_LESETEXT_
================================
Warten in Absurdistan » Vor 55 Jahren wurde Samuel Becketts »Warten auf Godot« uraufgeführt | Werkstattnotiz LIII

Wohl kein anderer Titel eines Theaterstück ist so sprichwörtlich geworden wie derjenige des Jahrhundertstücks »Warten auf Godot«. Heute vor 55 Jahren fand in Paris die Uraufführung von Samuel Becketts Tragikomödie statt und begründete sowohl den Weltruhm ihres Autors als auch den Durchbruch des »absurden Theaters«.

Wer Becketts Stück noch nie gesehen hat – so könnte man böse formulieren – hat nichts verpaßt. Denn es passiert: (fast) nichts. Aber wer wollte das einem Stück vorwerfen, das in seinem Titel durchaus nichts verheimlicht. Denn »Warten auf Godot« kreist genau um dieses eine Thema, nämlich das Warten. Daß dieses Warten der beiden Landstreicher Wladimir und Estragon – die im Niemandsland an einer Landstraße miteinander reden, debattieren und streiten – nicht von Erfolg gekrönt sein wird, ist im Grunde von Anfang an klar.
================================
[In einem Datensatz enthaltene Einträge]
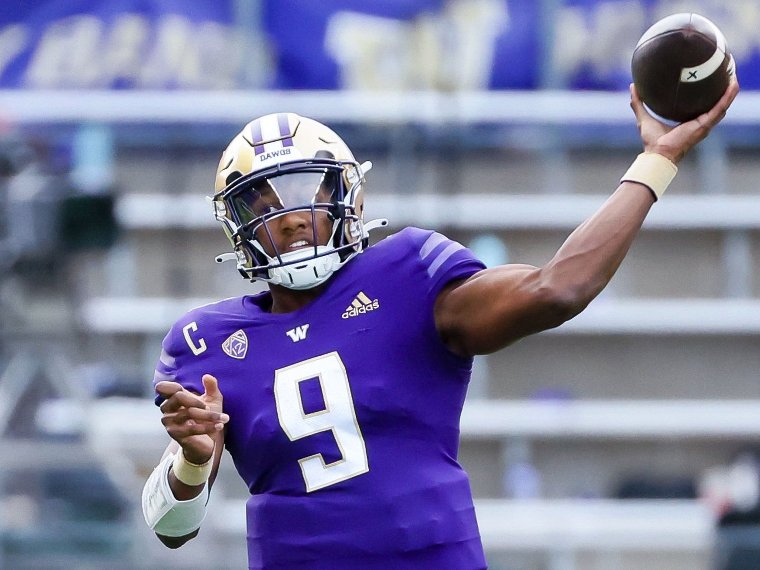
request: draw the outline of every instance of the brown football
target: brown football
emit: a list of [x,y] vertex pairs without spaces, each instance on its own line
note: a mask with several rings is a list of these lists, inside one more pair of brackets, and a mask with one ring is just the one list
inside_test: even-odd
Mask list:
[[632,70],[644,104],[663,119],[691,121],[714,106],[735,73],[717,26],[698,14],[674,14],[649,28]]

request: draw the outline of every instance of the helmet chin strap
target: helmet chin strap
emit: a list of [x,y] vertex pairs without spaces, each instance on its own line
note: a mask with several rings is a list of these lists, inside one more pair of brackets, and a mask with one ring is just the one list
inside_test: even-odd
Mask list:
[[[339,220],[336,220],[338,223]],[[386,218],[378,218],[372,220],[363,224],[363,237],[369,236],[369,232],[377,228],[385,227],[388,223]],[[346,259],[341,261],[340,255],[337,252],[319,257],[311,258],[313,255],[314,248],[306,247],[298,249],[295,252],[287,252],[281,254],[280,258],[270,257],[264,249],[257,242],[253,242],[254,247],[264,254],[269,264],[274,264],[281,262],[284,264],[282,267],[274,268],[269,270],[269,278],[256,277],[256,279],[267,283],[274,283],[282,285],[283,287],[296,290],[312,289],[318,285],[325,283],[338,269],[340,269],[350,259],[353,258],[356,253],[349,255]],[[325,253],[329,251],[328,245],[318,245],[317,254]],[[302,263],[299,263],[299,260],[303,258]],[[244,255],[236,252],[220,253],[214,258],[217,263],[224,261],[238,262],[238,268],[245,270],[242,264],[245,262]]]

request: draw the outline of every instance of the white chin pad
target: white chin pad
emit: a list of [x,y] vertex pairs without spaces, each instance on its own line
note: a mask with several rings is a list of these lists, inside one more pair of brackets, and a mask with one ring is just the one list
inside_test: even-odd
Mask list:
================================
_AUFGABEN_
**A)** Wie heißen laut dem Lesetext die beiden Landstreicher in »Warten auf Godot«?
**B)** Gib aus dem Lesetext alles von „Wer Becketts Stück“ bis hinunter zu „Anfang an klar.“ wörtlich wieder.

_ERGEBNISSE_
**A)** Wladimir und Estragon.

**B)**
Wer Becketts Stück noch nie gesehen hat – so könnte man böse formulieren – hat nichts verpaßt. Denn es passiert: (fast) nichts. Aber wer wollte das einem Stück vorwerfen, das in seinem Titel durchaus nichts verheimlicht. Denn »Warten auf Godot« kreist genau um dieses eine Thema, nämlich das Warten. Daß dieses Warten der beiden Landstreicher Wladimir und Estragon – die im Niemandsland an einer Landstraße miteinander reden, debattieren und streiten – nicht von Erfolg gekrönt sein wird, ist im Grunde von Anfang an klar.